TASK TO COMPLETE:
In full and without alteration, output each record given here.

RECORDS FOR THIS TASK:
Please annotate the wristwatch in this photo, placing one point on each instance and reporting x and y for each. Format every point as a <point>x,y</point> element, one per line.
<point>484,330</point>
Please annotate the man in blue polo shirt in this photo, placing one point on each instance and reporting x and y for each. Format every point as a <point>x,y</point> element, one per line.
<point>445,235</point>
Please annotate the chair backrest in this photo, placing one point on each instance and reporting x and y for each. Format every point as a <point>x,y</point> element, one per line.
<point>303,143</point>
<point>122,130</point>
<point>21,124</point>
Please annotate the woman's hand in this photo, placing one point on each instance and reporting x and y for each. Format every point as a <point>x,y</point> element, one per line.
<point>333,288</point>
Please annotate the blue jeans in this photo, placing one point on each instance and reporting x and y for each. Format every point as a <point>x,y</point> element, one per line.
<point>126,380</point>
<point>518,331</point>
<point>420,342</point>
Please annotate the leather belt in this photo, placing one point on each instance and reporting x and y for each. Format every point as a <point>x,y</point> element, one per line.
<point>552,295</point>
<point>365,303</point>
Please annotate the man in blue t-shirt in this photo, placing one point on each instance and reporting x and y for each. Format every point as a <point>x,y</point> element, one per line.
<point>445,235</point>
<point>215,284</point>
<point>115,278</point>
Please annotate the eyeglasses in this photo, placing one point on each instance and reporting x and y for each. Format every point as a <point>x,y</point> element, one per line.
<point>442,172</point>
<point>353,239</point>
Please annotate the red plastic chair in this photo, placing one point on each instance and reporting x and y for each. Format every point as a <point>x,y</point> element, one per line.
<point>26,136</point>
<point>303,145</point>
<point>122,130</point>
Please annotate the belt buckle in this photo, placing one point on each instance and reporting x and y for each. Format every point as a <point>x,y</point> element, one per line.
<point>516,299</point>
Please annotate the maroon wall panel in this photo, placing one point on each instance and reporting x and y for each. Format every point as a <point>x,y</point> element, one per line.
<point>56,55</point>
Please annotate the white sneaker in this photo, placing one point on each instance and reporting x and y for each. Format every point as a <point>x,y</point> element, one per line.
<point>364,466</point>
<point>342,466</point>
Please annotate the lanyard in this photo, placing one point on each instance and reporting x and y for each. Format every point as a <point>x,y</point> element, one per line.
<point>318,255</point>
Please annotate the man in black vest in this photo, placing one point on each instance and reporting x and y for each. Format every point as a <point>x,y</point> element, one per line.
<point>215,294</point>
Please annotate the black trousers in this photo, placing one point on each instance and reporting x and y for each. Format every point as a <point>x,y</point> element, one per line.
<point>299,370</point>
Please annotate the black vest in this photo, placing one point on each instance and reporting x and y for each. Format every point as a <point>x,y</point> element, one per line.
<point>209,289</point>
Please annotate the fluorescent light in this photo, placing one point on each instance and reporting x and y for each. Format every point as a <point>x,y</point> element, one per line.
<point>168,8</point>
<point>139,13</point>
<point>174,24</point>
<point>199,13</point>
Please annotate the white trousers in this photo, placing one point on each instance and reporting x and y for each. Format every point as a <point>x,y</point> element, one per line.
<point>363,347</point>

WRITTEN REPLY:
Please annotate the wristwatch in this photo, placing one point on each instance and reporting x and y for each. Format every point as a <point>x,y</point> element, one per line.
<point>484,330</point>
Please annotate the man in blue polo shirt in this photo, placing one point on each instance and reporting x and y for each. Format every point as a <point>x,y</point> element, one per line.
<point>445,235</point>
Please annotate the chair backrest in this photo, placing one point on each instance and reporting x and y for each. Format every point as a <point>x,y</point> element, one per line.
<point>303,143</point>
<point>122,130</point>
<point>21,124</point>
Please annotate the woman's hand in this photo, placing one point on each instance and reporting x and y for each. Format every point as a <point>x,y</point> element, one per line.
<point>333,288</point>
Please annotate the blue jeans in this photo, placing one point on each instance and reporting x and y for each. Format every point as a <point>x,y</point> element, one per line.
<point>126,380</point>
<point>518,331</point>
<point>420,342</point>
Please annotate the leather belt in this photo, placing one point on each instance and reporting x and y for each. Format every point as a <point>x,y</point> element, one per line.
<point>552,295</point>
<point>365,303</point>
Please annotate the man in blue t-shirt in this photo, placing one point on each instance and reporting x and y for each. Format every point as a <point>x,y</point> element, one per line.
<point>445,235</point>
<point>215,284</point>
<point>115,278</point>
Please annotate the eyeglasses in this photo, placing one point on each instance and reporting x and y for each. Format every point as a <point>x,y</point> element, one per line.
<point>442,172</point>
<point>353,239</point>
Please annotate the red plastic chair in this photo, placing one point on each instance and reporting x and y for each. Format every point as a <point>x,y</point> element, one per line.
<point>26,136</point>
<point>303,145</point>
<point>122,130</point>
Please annotate the belt buckle in this photo, placing one point on each instance and reporting x and y for each. Format every point as a <point>x,y</point> element, one per line.
<point>516,299</point>
Please annotate the maroon wall panel in this photo, placing one point on each instance and reporting x and y for each. Format every point as a <point>x,y</point> element, one per line.
<point>56,55</point>
Please annotate the white sneaker in this photo, placing one point on each instance and reporting x and y for each. Format every point as a <point>x,y</point> element, one per line.
<point>364,466</point>
<point>342,466</point>
Please annotate the lanyard in this photo, placing one point on each instance and reporting x and y for each. Format every point as a <point>x,y</point> element, one per line.
<point>318,255</point>
Please annotate the man in black vest in this photo, placing one point on each instance and reporting x and y for each. Format every point as a <point>x,y</point> element, one per line.
<point>215,294</point>
Please annotate the black trousers in this photo, placing one point on each instance and reporting x and y for each. Format every point as a <point>x,y</point> element, one per line.
<point>299,370</point>
Please annotate the black vest in this photo, placing one point on each instance and reporting x and y for each. Format every point as a <point>x,y</point> element, one per line.
<point>209,289</point>
Please annotate the fluorescent light in this photo, placing one point on each instance and reporting x and y for each. Format every point as a <point>x,y</point> element, one per line.
<point>168,8</point>
<point>139,13</point>
<point>174,24</point>
<point>199,13</point>
Please annotate the white trousers in this photo, placing one point on each instance and reporting x and y for each. Format every point as a <point>x,y</point> element, one per line.
<point>363,347</point>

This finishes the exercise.